## DATASET ROWS

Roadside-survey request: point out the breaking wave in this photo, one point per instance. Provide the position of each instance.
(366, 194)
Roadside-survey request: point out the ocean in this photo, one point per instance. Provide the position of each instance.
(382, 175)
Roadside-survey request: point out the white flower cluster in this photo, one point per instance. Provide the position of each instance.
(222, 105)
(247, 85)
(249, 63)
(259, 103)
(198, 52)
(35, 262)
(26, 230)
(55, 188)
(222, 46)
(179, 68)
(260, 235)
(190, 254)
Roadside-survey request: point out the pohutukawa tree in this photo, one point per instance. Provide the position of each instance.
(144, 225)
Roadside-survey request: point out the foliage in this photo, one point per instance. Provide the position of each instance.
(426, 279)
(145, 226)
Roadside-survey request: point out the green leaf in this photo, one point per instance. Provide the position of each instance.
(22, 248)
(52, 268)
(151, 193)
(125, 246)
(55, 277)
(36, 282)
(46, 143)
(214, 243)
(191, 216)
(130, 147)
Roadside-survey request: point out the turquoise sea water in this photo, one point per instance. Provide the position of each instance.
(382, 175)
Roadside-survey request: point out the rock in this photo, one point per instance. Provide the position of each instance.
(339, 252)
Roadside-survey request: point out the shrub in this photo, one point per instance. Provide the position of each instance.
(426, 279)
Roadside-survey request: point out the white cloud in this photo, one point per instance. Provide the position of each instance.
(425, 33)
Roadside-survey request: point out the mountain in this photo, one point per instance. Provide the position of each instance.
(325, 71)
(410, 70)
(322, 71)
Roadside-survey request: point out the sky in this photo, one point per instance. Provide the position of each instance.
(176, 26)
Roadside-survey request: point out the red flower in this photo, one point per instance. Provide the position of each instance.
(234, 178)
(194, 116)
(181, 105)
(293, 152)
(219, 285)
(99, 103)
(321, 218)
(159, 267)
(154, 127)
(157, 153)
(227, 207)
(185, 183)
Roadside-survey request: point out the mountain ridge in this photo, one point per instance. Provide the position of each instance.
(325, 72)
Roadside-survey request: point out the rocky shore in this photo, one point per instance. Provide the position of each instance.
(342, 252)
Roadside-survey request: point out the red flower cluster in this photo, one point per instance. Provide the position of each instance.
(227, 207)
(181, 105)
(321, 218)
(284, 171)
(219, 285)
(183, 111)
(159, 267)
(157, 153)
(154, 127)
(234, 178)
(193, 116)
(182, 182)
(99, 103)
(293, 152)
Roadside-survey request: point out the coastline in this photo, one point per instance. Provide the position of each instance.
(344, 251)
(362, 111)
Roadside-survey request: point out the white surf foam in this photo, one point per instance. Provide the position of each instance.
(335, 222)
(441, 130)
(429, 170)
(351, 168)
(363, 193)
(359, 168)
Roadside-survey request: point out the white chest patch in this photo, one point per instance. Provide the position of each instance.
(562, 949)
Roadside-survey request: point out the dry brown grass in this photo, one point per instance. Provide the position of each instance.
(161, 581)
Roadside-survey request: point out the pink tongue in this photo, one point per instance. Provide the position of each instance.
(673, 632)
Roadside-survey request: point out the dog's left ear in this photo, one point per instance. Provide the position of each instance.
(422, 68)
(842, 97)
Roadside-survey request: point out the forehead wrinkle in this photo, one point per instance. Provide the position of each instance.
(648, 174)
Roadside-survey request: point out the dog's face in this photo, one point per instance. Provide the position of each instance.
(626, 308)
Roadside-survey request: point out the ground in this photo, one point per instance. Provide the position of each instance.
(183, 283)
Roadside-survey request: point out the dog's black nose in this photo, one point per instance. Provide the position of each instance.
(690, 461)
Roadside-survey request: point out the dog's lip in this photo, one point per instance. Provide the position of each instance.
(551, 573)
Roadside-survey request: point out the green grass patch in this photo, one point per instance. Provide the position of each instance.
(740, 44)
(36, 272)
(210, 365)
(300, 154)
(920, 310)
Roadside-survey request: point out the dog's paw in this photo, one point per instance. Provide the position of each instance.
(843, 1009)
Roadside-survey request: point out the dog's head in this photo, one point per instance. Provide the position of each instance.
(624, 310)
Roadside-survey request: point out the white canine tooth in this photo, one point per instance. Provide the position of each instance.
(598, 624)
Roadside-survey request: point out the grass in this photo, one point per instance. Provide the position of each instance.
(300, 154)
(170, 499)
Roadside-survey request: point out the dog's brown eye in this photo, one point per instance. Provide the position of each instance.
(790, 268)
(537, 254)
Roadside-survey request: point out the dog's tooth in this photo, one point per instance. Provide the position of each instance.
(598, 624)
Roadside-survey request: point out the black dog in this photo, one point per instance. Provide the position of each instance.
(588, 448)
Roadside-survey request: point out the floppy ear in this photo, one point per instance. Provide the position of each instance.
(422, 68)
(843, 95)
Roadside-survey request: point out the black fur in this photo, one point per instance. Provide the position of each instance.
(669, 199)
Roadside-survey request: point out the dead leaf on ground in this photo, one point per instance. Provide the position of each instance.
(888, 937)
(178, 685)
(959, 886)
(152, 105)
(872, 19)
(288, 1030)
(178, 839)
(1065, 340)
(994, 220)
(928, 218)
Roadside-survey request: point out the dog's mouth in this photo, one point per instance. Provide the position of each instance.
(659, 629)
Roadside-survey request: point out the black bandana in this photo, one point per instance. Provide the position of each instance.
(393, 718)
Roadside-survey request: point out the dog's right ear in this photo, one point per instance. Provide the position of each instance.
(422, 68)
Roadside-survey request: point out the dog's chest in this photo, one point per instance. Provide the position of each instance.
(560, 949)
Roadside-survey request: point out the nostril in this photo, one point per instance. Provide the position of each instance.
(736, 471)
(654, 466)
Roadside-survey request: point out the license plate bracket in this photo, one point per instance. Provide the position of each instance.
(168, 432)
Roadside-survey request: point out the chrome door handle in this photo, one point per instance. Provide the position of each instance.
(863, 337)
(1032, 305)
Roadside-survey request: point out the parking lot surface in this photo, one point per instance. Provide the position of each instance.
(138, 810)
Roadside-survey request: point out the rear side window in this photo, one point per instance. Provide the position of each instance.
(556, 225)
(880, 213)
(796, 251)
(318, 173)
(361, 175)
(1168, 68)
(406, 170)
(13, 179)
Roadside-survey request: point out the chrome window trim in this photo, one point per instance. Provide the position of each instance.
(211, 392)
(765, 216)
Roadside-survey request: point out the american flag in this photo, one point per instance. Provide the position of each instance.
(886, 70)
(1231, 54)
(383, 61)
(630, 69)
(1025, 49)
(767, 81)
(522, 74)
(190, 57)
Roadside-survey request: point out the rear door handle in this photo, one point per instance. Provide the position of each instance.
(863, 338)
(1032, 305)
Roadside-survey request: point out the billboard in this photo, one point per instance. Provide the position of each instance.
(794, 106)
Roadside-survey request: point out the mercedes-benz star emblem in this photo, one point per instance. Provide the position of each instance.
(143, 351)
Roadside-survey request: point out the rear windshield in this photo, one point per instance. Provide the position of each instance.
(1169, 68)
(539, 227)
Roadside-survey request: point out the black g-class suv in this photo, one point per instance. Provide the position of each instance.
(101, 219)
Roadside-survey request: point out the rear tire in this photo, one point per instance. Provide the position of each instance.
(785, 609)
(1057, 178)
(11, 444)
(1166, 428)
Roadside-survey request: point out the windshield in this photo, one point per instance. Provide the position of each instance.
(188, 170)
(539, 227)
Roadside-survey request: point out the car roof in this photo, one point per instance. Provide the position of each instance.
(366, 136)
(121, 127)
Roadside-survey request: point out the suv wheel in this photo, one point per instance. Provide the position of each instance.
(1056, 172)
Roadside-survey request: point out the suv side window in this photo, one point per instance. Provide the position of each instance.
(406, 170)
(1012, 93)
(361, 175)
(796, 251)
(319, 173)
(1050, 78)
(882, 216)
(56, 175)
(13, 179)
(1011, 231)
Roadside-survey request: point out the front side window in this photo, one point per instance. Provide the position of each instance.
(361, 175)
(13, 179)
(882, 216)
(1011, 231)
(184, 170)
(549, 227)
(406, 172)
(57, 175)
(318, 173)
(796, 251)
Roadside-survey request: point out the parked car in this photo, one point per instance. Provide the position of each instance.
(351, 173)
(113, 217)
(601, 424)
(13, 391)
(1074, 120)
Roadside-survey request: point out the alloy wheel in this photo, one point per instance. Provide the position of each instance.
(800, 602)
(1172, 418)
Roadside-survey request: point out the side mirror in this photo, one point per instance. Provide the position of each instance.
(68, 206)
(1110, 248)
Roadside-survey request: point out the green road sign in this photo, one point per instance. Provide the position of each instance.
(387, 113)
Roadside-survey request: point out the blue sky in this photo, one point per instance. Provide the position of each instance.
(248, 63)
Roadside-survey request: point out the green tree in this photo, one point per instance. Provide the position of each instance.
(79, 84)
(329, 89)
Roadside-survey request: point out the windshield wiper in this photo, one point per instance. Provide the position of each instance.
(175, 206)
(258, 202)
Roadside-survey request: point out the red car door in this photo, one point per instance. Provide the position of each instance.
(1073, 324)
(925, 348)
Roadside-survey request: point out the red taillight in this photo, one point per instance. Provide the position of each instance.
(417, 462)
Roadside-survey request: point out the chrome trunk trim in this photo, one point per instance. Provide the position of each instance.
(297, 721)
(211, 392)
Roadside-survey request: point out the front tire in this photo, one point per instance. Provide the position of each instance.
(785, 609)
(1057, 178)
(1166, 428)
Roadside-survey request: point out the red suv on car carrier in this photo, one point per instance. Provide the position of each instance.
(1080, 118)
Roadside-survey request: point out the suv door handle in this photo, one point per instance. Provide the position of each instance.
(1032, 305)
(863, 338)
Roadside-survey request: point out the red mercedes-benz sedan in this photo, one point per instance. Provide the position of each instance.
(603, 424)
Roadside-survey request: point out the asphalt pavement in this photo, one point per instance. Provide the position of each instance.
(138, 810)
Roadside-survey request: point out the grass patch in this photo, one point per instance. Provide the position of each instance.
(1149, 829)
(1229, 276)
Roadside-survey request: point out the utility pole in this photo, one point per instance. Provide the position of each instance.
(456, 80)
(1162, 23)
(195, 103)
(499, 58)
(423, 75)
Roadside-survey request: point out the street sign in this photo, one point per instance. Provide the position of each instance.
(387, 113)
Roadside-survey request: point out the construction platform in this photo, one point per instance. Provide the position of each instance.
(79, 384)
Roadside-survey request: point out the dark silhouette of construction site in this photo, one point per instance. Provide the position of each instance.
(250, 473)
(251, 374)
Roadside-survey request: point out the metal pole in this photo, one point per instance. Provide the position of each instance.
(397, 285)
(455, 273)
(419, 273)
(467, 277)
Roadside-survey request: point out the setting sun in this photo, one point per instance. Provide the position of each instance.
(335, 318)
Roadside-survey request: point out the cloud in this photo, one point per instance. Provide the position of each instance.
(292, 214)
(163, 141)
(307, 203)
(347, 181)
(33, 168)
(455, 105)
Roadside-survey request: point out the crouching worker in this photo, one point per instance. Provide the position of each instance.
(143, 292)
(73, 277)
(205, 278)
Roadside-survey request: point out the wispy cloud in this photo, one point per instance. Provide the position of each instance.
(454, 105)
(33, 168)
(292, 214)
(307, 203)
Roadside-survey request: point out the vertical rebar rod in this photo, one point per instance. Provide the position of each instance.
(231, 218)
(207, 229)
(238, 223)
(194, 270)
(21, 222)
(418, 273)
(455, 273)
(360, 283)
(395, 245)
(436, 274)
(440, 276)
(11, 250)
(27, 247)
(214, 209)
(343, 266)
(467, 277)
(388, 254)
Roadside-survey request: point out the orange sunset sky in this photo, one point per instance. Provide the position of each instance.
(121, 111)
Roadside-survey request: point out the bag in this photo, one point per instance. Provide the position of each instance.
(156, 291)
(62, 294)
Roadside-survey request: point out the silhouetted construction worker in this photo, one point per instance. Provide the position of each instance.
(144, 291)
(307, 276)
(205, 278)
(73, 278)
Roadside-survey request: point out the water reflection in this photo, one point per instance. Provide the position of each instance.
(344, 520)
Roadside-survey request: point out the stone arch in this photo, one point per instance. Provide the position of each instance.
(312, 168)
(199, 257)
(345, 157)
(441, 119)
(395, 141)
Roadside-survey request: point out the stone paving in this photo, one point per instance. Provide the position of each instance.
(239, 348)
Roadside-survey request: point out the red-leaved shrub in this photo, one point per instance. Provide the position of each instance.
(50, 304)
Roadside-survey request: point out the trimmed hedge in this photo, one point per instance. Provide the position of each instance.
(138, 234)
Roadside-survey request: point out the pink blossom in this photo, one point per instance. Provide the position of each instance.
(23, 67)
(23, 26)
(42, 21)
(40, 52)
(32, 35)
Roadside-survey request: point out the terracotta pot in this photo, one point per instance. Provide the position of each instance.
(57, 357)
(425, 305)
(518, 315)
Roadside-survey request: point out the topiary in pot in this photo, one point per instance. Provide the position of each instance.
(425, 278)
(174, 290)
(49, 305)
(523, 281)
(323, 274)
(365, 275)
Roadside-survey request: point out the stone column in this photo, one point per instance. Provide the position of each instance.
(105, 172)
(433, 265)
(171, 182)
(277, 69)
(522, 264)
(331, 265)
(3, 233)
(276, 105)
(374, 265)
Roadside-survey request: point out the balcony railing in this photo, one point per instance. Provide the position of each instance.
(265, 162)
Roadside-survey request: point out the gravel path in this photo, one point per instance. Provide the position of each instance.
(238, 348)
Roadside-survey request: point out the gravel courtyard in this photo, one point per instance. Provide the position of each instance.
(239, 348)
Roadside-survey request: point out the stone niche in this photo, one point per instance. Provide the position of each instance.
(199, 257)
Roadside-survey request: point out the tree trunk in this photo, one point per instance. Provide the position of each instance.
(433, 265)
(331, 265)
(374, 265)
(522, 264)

## GIVEN PROBLEM
Return the lines above, from the one containing "Roadside-survey request: point out the stone column" to the end, exactly as they stand.

## TASK RESPONSE
Roadside-survey request: point out the stone column in this photo, one point per instance. Provide the position of each instance.
(105, 172)
(433, 265)
(171, 182)
(277, 69)
(522, 264)
(331, 265)
(3, 233)
(276, 105)
(374, 265)
Roadside-survey request: point out the balcony railing in this photo, one point per instance. Provide the position of each instance.
(265, 162)
Roadside-survey request: point out the gravel path in this photo, one point per instance. Provide the position of each instance.
(238, 348)
Roadside-survey request: point out the gravel courtyard in this photo, one point per instance. Provide the position of each instance.
(239, 348)
Roadside-survey request: point out the stone niche in this photo, one point per instance. Provide the position of each instance.
(199, 257)
Roadside-survey request: point out the tree trunk in this photo, one point per instance. Provide the position of each instance.
(433, 265)
(331, 265)
(374, 265)
(522, 264)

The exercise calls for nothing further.